▶ **Task requirements**
If a record holds a picture, leave the picture out and copy everything else exactly.

::::

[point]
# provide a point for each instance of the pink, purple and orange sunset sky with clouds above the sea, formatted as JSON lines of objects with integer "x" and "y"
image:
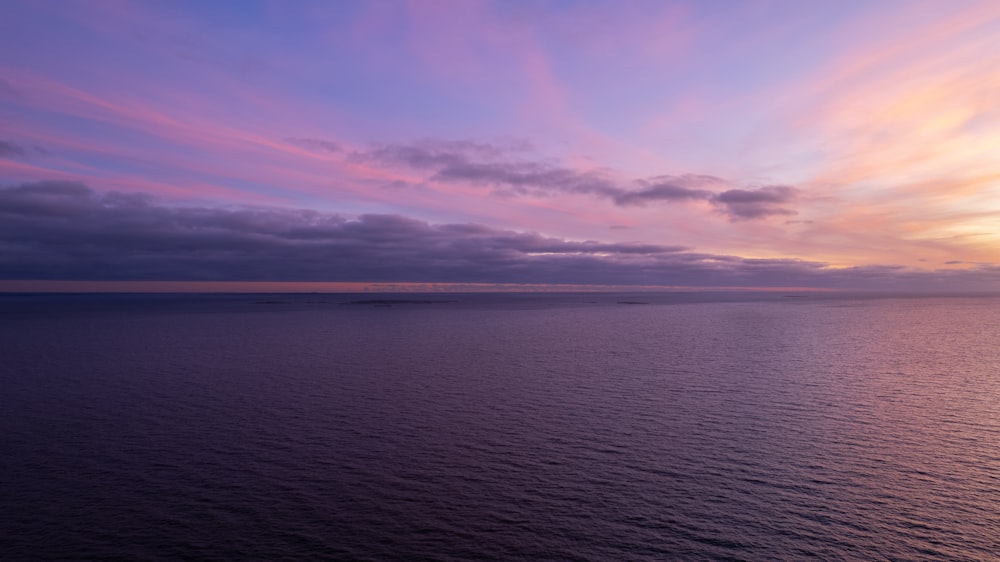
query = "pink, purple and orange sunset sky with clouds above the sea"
{"x": 704, "y": 143}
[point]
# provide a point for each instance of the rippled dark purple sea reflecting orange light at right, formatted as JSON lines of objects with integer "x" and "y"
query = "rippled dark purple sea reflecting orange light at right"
{"x": 526, "y": 427}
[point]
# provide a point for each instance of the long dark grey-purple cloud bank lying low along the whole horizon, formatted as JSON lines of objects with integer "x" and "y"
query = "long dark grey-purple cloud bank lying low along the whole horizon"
{"x": 65, "y": 230}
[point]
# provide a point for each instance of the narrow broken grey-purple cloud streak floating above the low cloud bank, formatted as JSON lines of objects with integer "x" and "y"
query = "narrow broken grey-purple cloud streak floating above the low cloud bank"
{"x": 500, "y": 168}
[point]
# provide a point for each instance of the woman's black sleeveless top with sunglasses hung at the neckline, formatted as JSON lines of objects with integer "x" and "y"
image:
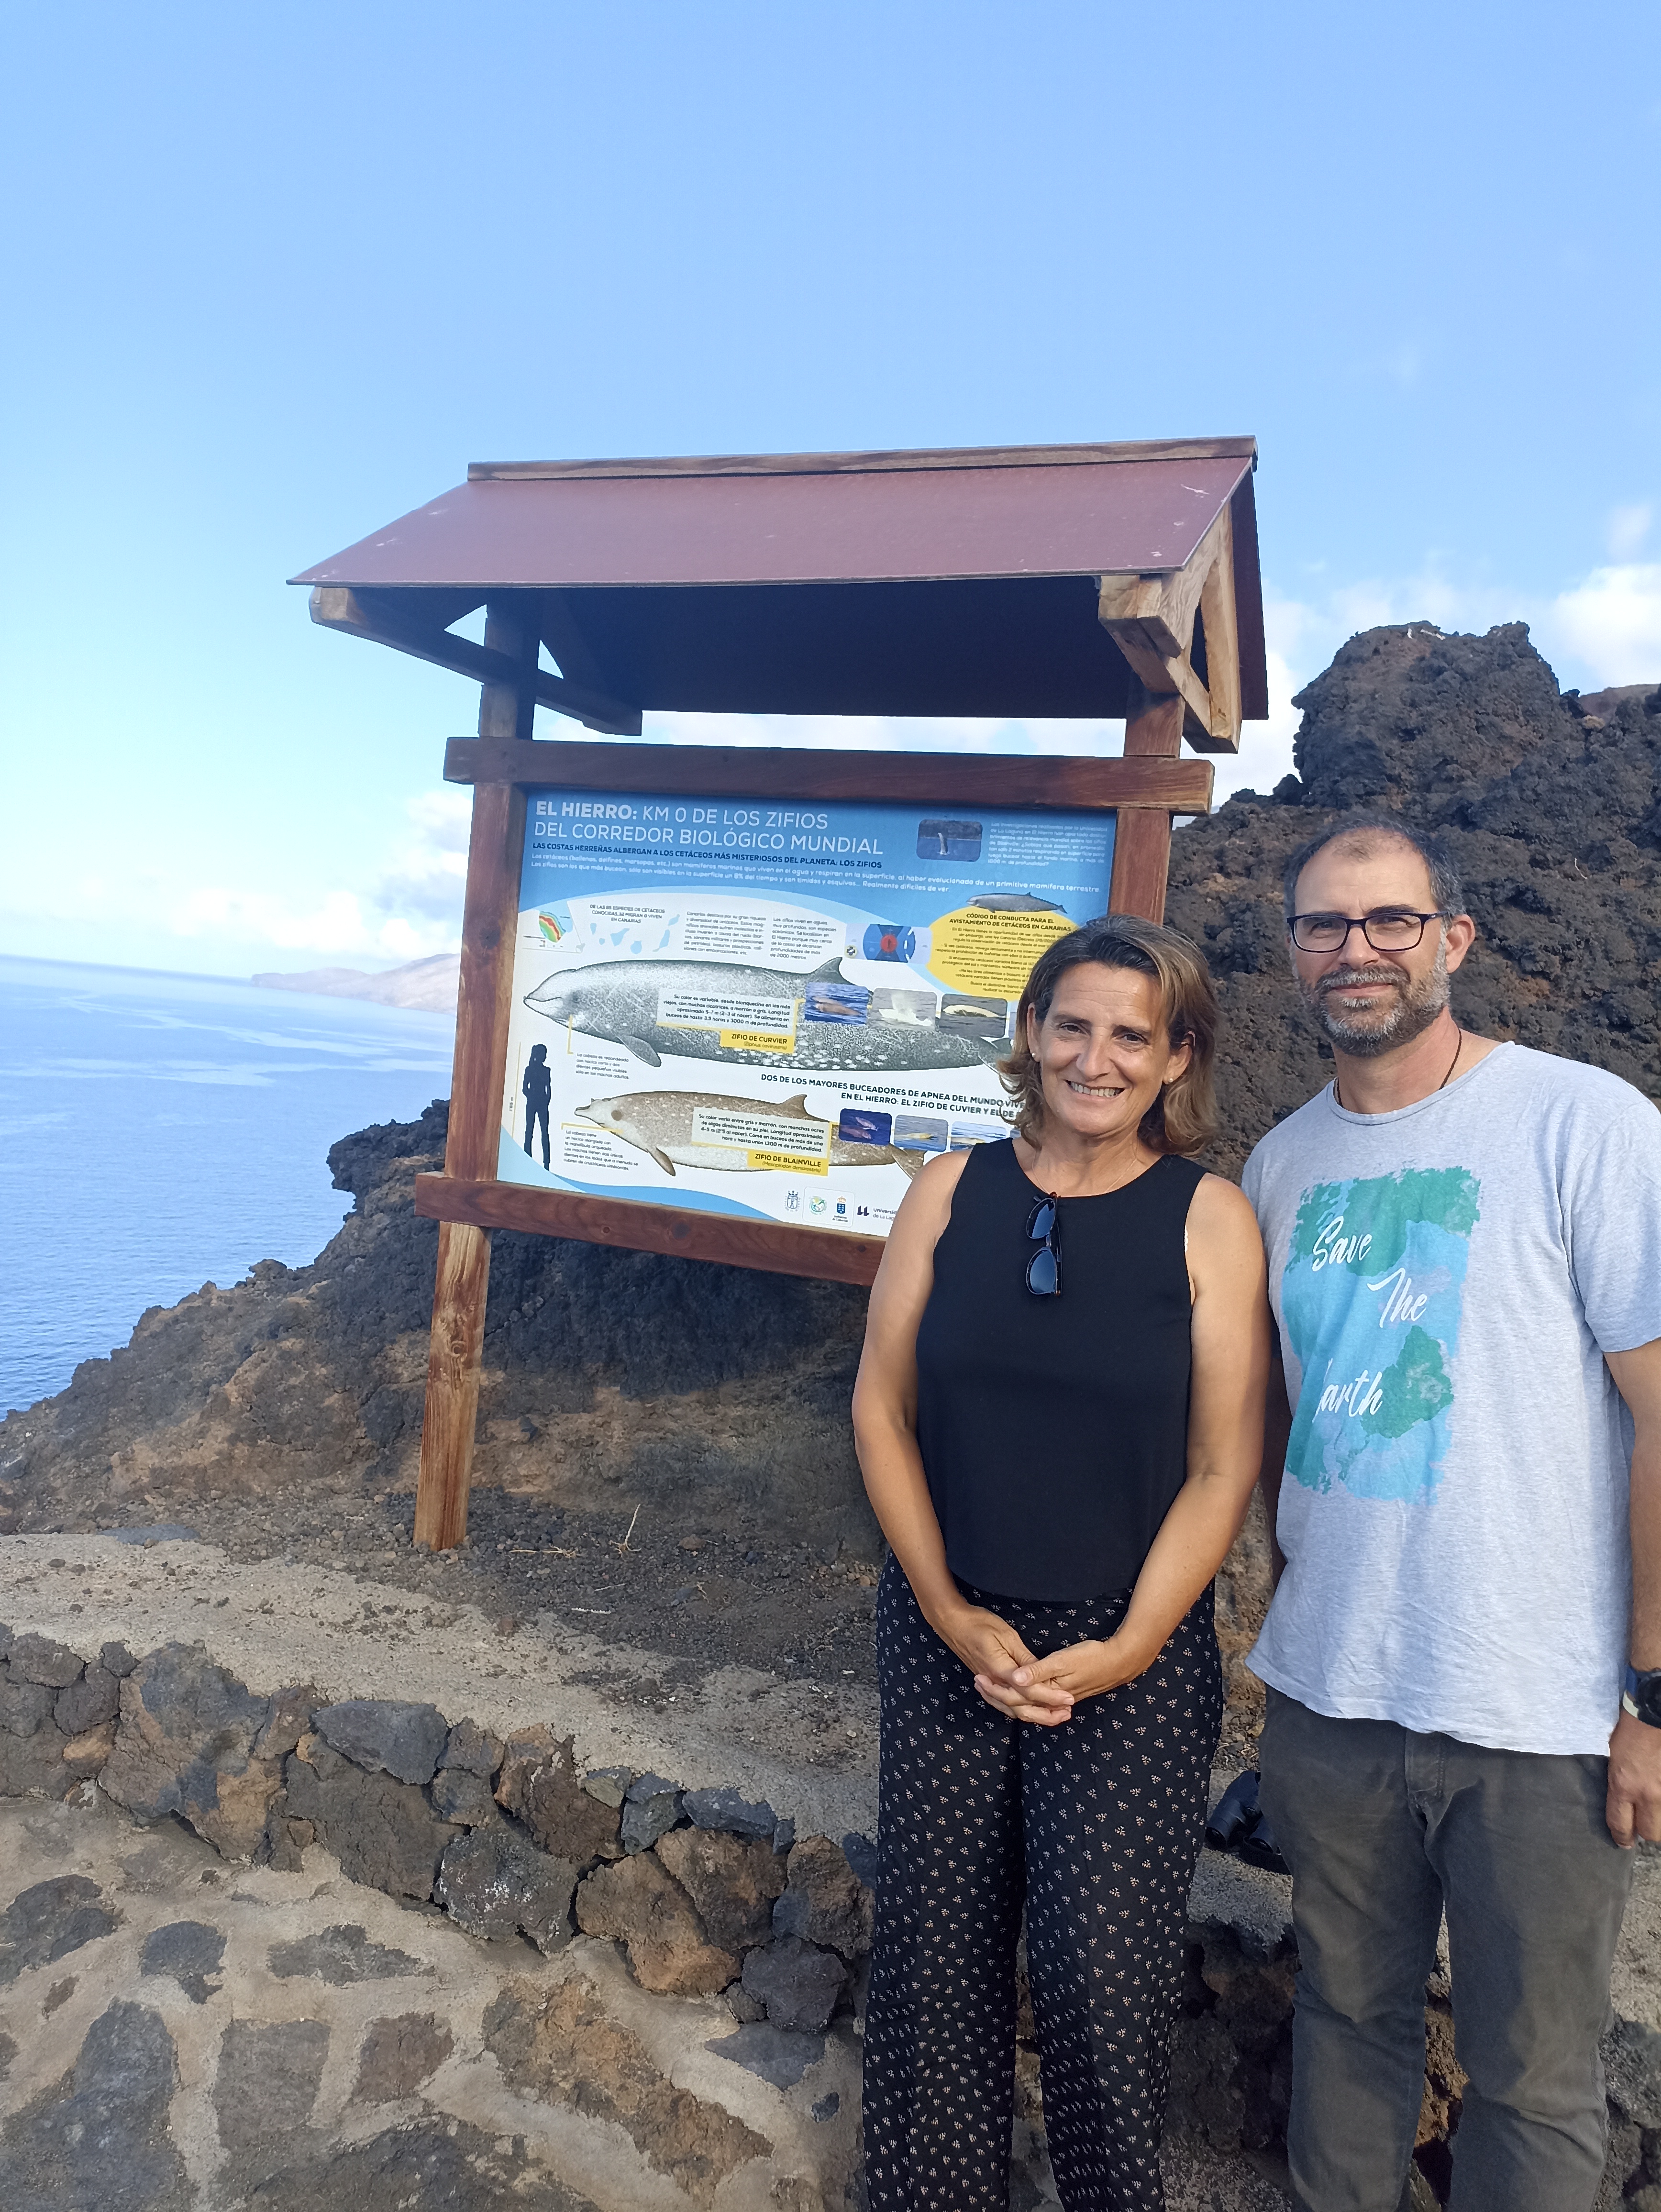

::::

▶ **Written response**
[point]
# provide a point for each instance of the pink, purple and orange sunset sky with clouds above the sea, formatted as JSON lines of objects with integer "x" and "y"
image:
query = "pink, purple and orange sunset sky with clouds above the sea"
{"x": 704, "y": 143}
[point]
# provide a point for each instance of the rippled dark purple sea reflecting orange light at right, formatted as JSON lines of objects with integer "x" and "y"
query = "rippled dark purple sea reflecting orange light at right"
{"x": 526, "y": 427}
[point]
# provide a point for each instance of the long dark grey-purple cloud bank lying low along the whole horizon, formatted as JSON lines of objects with integer "x" and "y"
query = "long dark grey-purple cloud bank lying low along the whole horizon"
{"x": 65, "y": 230}
[point]
# provide a point for each instance of the narrow broken grey-purple cloud streak floating above the low cloud bank, formatted as JSON lines of objects with integer "x" and "y"
query = "narrow broken grey-purple cloud streak floating above the low cloud bank"
{"x": 500, "y": 168}
[point]
# provide a point for each instance of the woman's black sleeveless top with sunglasses hung at the neckline, formatted as JSON lines of objects with integer "x" and "y"
image:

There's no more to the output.